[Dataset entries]
——————
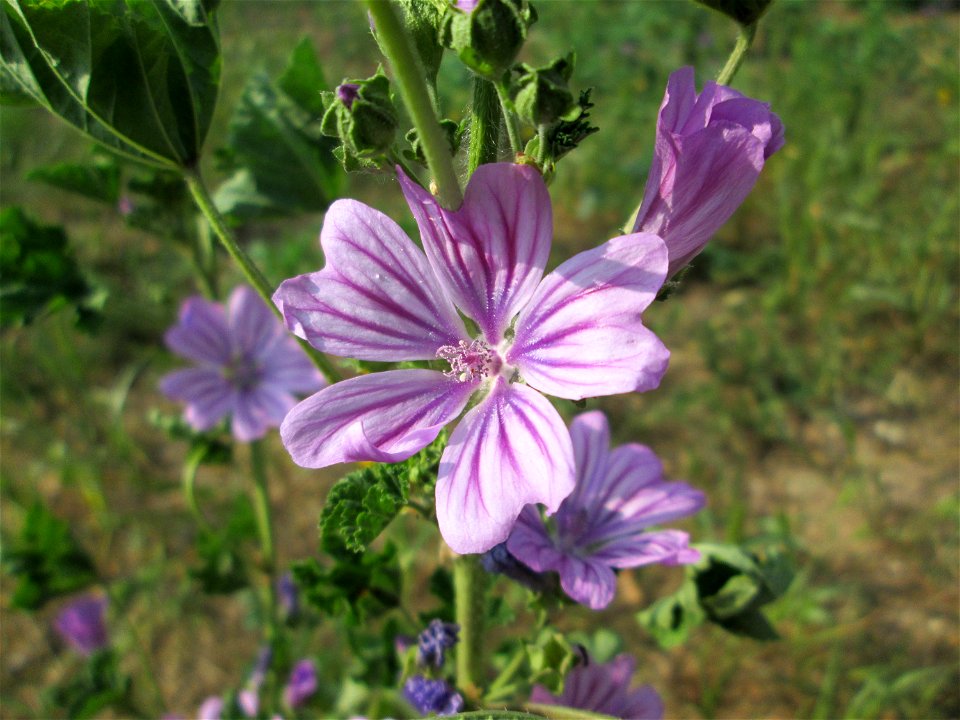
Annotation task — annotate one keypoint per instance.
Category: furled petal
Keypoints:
(201, 334)
(510, 450)
(384, 417)
(489, 254)
(376, 298)
(208, 395)
(581, 335)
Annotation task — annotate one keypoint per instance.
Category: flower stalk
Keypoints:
(411, 81)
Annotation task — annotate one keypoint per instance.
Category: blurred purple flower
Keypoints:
(432, 696)
(247, 365)
(432, 642)
(81, 623)
(605, 688)
(602, 525)
(576, 333)
(302, 684)
(709, 152)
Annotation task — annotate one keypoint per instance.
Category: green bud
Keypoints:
(362, 115)
(488, 37)
(543, 96)
(745, 12)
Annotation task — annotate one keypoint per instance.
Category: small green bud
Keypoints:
(488, 34)
(543, 96)
(362, 115)
(745, 12)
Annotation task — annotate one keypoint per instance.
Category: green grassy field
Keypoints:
(812, 390)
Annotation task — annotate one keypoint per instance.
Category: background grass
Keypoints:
(812, 390)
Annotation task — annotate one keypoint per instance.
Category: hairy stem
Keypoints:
(411, 81)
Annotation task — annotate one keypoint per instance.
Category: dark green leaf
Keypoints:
(139, 77)
(46, 561)
(38, 273)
——————
## [PROBLEM DESCRIPTION]
Output the records above exactly, leaving out pictures.

## [YOUR RESPONSE]
Annotation task — annotate one keypoint per instance.
Category: furled petal
Keypoints:
(201, 334)
(510, 450)
(384, 417)
(489, 254)
(376, 298)
(208, 395)
(581, 335)
Annotation task — annotate one keypoint per instance.
Category: flower stalk
Keypoints:
(411, 81)
Annotation task — annotate one keypoint per instance.
Category: blurred purple flower
Keypoints:
(432, 696)
(247, 365)
(432, 642)
(81, 623)
(605, 688)
(602, 525)
(576, 333)
(302, 684)
(709, 152)
Annotation task — annotate one keypoint per instance.
Category: green bud
Keypoints:
(362, 115)
(488, 37)
(543, 96)
(745, 12)
Annotation task — annotate one keypoint per instance.
Category: small green bud
Keypoints:
(488, 34)
(543, 96)
(362, 115)
(745, 12)
Annotation task — annotate one keypoint per instance.
Category: green grassy field
Keypoints:
(812, 390)
Annotation task — annotate one keypoint per instance.
Category: background grass
Keypoints:
(812, 390)
Annotation task — annotate one keypoint per instance.
Category: hairy stem
Keypoints:
(411, 81)
Annotation task — annotate one keypoint per instance.
Category: dark green leaf
Keypoints:
(139, 77)
(46, 561)
(38, 273)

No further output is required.